Data records:
------------------------------------------------------------------------

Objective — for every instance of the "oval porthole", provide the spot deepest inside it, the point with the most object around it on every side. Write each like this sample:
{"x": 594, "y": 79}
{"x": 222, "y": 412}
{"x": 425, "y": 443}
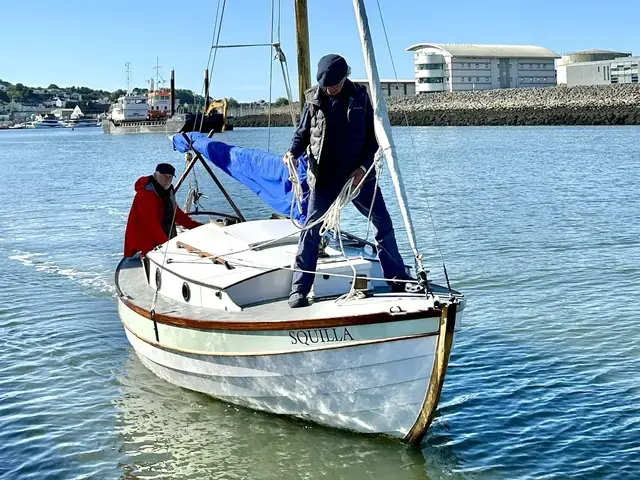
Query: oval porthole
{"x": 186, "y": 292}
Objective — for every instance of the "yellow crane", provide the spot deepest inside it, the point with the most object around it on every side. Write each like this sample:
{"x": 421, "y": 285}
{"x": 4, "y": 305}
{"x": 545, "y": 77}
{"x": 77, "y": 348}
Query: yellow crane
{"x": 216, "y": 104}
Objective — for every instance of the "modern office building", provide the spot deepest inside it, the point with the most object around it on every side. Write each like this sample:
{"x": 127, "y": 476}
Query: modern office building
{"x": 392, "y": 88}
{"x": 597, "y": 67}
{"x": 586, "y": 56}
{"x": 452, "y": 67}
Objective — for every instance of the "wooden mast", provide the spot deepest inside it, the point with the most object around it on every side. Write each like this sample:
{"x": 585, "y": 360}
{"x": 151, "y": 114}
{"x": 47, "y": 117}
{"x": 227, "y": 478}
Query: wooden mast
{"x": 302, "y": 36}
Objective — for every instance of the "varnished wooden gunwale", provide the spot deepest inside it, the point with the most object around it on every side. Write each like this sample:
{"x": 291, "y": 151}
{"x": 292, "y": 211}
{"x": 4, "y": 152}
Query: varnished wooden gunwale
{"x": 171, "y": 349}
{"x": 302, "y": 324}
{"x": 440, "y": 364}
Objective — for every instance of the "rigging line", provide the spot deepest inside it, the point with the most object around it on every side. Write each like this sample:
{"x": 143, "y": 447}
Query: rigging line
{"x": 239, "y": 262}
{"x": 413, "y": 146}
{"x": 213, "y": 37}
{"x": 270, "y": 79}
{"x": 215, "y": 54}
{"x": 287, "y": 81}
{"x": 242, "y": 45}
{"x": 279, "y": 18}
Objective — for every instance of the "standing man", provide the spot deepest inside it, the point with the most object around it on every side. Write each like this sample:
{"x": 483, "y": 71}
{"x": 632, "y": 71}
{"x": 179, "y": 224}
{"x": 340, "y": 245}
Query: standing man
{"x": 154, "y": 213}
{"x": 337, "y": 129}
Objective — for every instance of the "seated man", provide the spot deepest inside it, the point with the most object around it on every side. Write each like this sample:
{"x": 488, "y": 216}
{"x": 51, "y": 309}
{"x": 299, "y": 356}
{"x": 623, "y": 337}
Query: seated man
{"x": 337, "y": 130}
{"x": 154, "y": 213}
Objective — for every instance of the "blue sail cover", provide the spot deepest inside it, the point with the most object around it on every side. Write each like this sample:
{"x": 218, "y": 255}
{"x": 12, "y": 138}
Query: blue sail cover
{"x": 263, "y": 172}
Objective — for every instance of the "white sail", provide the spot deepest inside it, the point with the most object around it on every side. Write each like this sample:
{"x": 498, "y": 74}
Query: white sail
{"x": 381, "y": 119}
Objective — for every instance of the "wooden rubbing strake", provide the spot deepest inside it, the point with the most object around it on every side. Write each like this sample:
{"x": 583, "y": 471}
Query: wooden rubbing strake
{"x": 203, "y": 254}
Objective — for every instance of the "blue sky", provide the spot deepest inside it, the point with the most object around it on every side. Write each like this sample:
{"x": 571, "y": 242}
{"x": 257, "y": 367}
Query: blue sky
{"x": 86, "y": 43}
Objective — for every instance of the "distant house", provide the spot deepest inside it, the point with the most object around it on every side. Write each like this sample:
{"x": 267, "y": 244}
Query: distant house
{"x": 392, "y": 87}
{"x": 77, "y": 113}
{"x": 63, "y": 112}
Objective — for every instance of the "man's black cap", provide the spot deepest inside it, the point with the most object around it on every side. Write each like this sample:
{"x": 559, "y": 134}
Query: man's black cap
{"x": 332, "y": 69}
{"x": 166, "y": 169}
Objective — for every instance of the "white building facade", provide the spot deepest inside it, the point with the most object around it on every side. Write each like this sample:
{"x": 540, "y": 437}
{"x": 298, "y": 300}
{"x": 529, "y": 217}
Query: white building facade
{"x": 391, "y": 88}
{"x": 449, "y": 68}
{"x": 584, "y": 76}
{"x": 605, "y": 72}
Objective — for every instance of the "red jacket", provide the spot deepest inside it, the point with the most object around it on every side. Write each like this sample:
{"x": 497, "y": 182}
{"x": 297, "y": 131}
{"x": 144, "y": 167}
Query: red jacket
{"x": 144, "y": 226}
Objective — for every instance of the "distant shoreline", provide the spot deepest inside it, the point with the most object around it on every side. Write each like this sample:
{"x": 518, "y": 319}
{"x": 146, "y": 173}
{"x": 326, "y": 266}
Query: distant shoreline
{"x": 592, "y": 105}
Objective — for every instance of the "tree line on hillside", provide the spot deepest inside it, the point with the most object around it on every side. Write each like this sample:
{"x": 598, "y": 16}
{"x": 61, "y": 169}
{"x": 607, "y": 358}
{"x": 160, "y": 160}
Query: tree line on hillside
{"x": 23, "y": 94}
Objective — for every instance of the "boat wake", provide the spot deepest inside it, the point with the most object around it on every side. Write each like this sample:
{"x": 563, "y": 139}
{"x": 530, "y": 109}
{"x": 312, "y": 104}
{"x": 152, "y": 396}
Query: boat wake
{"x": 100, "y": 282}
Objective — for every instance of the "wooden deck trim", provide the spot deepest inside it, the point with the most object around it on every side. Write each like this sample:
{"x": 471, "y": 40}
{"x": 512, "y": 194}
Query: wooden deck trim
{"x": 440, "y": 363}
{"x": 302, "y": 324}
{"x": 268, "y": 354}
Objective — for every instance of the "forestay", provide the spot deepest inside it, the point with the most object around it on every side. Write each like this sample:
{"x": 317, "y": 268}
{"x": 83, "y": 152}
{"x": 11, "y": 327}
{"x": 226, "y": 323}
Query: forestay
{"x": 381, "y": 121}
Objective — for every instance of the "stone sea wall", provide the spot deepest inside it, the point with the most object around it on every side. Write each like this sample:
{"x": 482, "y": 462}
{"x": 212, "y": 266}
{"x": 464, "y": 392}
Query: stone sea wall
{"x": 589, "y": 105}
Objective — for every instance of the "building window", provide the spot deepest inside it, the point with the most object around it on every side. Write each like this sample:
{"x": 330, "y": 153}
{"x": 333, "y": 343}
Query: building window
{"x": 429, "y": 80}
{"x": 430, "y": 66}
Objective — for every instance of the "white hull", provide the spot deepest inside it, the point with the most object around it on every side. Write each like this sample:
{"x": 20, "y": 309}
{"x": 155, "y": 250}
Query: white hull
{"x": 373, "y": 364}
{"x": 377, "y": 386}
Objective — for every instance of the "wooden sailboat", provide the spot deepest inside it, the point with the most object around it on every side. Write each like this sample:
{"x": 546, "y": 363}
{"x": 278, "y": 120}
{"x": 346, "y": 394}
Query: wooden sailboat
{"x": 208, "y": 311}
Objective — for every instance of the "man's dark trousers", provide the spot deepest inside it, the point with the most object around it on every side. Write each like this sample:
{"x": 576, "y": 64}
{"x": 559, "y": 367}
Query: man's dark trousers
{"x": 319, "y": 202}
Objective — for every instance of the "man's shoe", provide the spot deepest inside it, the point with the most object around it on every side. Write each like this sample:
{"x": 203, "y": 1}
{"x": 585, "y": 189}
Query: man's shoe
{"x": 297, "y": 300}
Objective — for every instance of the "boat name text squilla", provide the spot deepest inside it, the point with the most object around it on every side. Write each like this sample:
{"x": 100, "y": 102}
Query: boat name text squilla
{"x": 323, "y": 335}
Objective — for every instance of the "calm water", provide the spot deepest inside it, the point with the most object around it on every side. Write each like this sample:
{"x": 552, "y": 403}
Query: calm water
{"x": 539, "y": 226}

------------------------------------------------------------------------

Retype the data above in full, exactly as it stands, and skip any image.

Exercise answer:
Objective — for every instance of the "oval porthole", provide the spot deepest inside it, the point with the most object around it on every side. Write each like this sample:
{"x": 594, "y": 79}
{"x": 222, "y": 412}
{"x": 425, "y": 443}
Query: oval porthole
{"x": 186, "y": 292}
Objective — for every instance of the "yellow crane", provide the spot deepest inside it, the point with the most object around it on every side. Write each like this sample:
{"x": 421, "y": 285}
{"x": 4, "y": 305}
{"x": 545, "y": 77}
{"x": 77, "y": 348}
Query: yellow crane
{"x": 216, "y": 104}
Objective — for every instance of the "modern office building", provide the spot deepest inside it, the point with the most object around it on every side. Write each like this sample:
{"x": 127, "y": 476}
Query: modern office building
{"x": 392, "y": 88}
{"x": 597, "y": 67}
{"x": 586, "y": 56}
{"x": 452, "y": 67}
Objective — for every instance of the "wooden mast", provide the spot deepest inside it, the point with the most object around it on every side. Write each like this sample:
{"x": 585, "y": 360}
{"x": 151, "y": 114}
{"x": 47, "y": 117}
{"x": 227, "y": 478}
Query: wooden mast
{"x": 302, "y": 36}
Objective — for every instance of the "varnished wooden gunwale", provide the spot deepest inside it, the point with the most object around it on every side. Write each like this sample:
{"x": 291, "y": 151}
{"x": 292, "y": 211}
{"x": 4, "y": 152}
Query: varnished wooden gunwale
{"x": 171, "y": 349}
{"x": 302, "y": 324}
{"x": 440, "y": 364}
Objective — for every instance of the "rigging line", provide the spot deepest inside it, the point with the most object around it on every side. Write each like this sample:
{"x": 143, "y": 447}
Query: rigging line
{"x": 239, "y": 262}
{"x": 413, "y": 146}
{"x": 213, "y": 37}
{"x": 270, "y": 79}
{"x": 215, "y": 54}
{"x": 287, "y": 81}
{"x": 242, "y": 45}
{"x": 279, "y": 18}
Objective — for every instance of the "standing man", provide the spot deepest inside it, the point with the most object around it on every side. Write each like this sample:
{"x": 483, "y": 71}
{"x": 632, "y": 71}
{"x": 179, "y": 224}
{"x": 340, "y": 245}
Query: standing man
{"x": 154, "y": 213}
{"x": 337, "y": 129}
Objective — for every instance of the "seated man", provide the spot deepest inside it, the point with the most object around it on every side. Write each like this sample:
{"x": 488, "y": 216}
{"x": 51, "y": 309}
{"x": 299, "y": 356}
{"x": 623, "y": 337}
Query: seated man
{"x": 337, "y": 130}
{"x": 154, "y": 213}
Objective — for every instance of the "blue sail cover", provide the spot deepest inside it, the point with the most object around it on every side. Write each like this sample:
{"x": 218, "y": 255}
{"x": 12, "y": 138}
Query: blue sail cover
{"x": 263, "y": 172}
Objective — for every instance of the "white sail", provide the spot deepest inside it, the point with the most object around it on every side. Write each like this sample:
{"x": 498, "y": 74}
Query: white sail
{"x": 381, "y": 119}
Objective — for every instance of the "wooden rubbing strake", provide the spot deepest inside it, the point with the most object around it on every side. Write each like this sample:
{"x": 583, "y": 471}
Query: wooden rubbing strake
{"x": 203, "y": 254}
Objective — for every instance of the "blue sky", provide the spot deepest inside it, the point with the most object around it on every side. Write each like this sample:
{"x": 571, "y": 242}
{"x": 257, "y": 367}
Query: blue sky
{"x": 86, "y": 43}
Objective — for every instance of the "distant house", provide the spot deepest inside it, the point with the most object around it on every side. Write each like this sample:
{"x": 267, "y": 244}
Query: distant house
{"x": 392, "y": 87}
{"x": 77, "y": 113}
{"x": 63, "y": 112}
Objective — for every instance of the "man's black cap", provide the spot deepest inside it, the point with the most object around it on every side. Write each like this sample:
{"x": 559, "y": 134}
Query: man's black cap
{"x": 332, "y": 69}
{"x": 166, "y": 169}
Objective — for every instance of the "white building facade", provide the spot deepest inside it, the point with the most object around it on every side. Write each like this sample:
{"x": 540, "y": 437}
{"x": 298, "y": 300}
{"x": 529, "y": 217}
Query: white building facade
{"x": 391, "y": 88}
{"x": 449, "y": 68}
{"x": 584, "y": 76}
{"x": 605, "y": 72}
Objective — for every instance of the "red jacket", provide the spot deepest inside it, the point with the most object around it on every side. Write each like this sample:
{"x": 497, "y": 182}
{"x": 297, "y": 131}
{"x": 144, "y": 167}
Query: red jacket
{"x": 144, "y": 226}
Objective — for every instance of the "distant shoreline", provide the spot deepest inside it, the point with the most object around it on every side. Write each like this sample:
{"x": 518, "y": 319}
{"x": 146, "y": 173}
{"x": 326, "y": 266}
Query: distant shoreline
{"x": 592, "y": 105}
Objective — for every instance of the "tree line on hillside", provide the spot deepest inside it, the point with the most object around it on every side. Write each like this sample:
{"x": 598, "y": 16}
{"x": 61, "y": 169}
{"x": 607, "y": 358}
{"x": 160, "y": 160}
Query: tree line on hillside
{"x": 23, "y": 94}
Objective — for every instance of the "boat wake", provide the spot deepest inside it, the point with the most object around it on every side. Write each like this sample:
{"x": 563, "y": 139}
{"x": 530, "y": 109}
{"x": 312, "y": 104}
{"x": 152, "y": 396}
Query: boat wake
{"x": 100, "y": 282}
Objective — for every instance of the "wooden deck trim", provide the spot deepest inside it, the point with the most object around it on every side. Write each like this sample:
{"x": 471, "y": 40}
{"x": 512, "y": 194}
Query: wooden deck trim
{"x": 440, "y": 363}
{"x": 302, "y": 324}
{"x": 268, "y": 354}
Objective — for every instance of the "forestay", provide the spot deepest inside it, the point with the most object around it on every side. Write each like this sample:
{"x": 317, "y": 268}
{"x": 83, "y": 152}
{"x": 11, "y": 327}
{"x": 226, "y": 323}
Query: forestay
{"x": 381, "y": 121}
Objective — for every instance of the "stone sea wall", provide the spot deepest inside it, the point with the most object around it on every side. Write each like this sample:
{"x": 482, "y": 462}
{"x": 212, "y": 266}
{"x": 464, "y": 392}
Query: stone sea wall
{"x": 589, "y": 105}
Objective — for every instance of the "building window", provide the spot deepest inside it, the point with the most object around it on every side. Write each like this sample:
{"x": 330, "y": 153}
{"x": 333, "y": 343}
Query: building window
{"x": 429, "y": 80}
{"x": 430, "y": 66}
Objective — for every instance of the "white hull", provide the spot deepest inside it, the point with the most object around it on every side. Write each like this sample:
{"x": 20, "y": 309}
{"x": 155, "y": 250}
Query: white hull
{"x": 373, "y": 364}
{"x": 377, "y": 386}
Objective — for every instance of the "wooden sailboat", provide the spot deepest inside it, the point with the most object around it on every side. Write each like this sample:
{"x": 546, "y": 363}
{"x": 278, "y": 120}
{"x": 346, "y": 394}
Query: wooden sailboat
{"x": 208, "y": 311}
Objective — for every instance of the "man's dark trousers", provide the spot deepest inside it, the point with the most object around it on every side. Write each like this sample:
{"x": 576, "y": 64}
{"x": 559, "y": 367}
Query: man's dark trousers
{"x": 319, "y": 202}
Objective — for every instance of the "man's shoe", provide the spot deepest inside it, the point with the most object around it on every side. Write each like this sample:
{"x": 203, "y": 1}
{"x": 585, "y": 189}
Query: man's shoe
{"x": 297, "y": 300}
Objective — for every instance of the "boat name text squilla", provide the spot deepest inside it, the point with the most object around it on every side. Write each like this sample:
{"x": 100, "y": 102}
Query: boat name text squilla
{"x": 323, "y": 335}
Objective — for every instance of the "calm water", provide the spot deepest inside it, the point with the most object around it on every side. Write each like this sample:
{"x": 552, "y": 403}
Query: calm water
{"x": 539, "y": 226}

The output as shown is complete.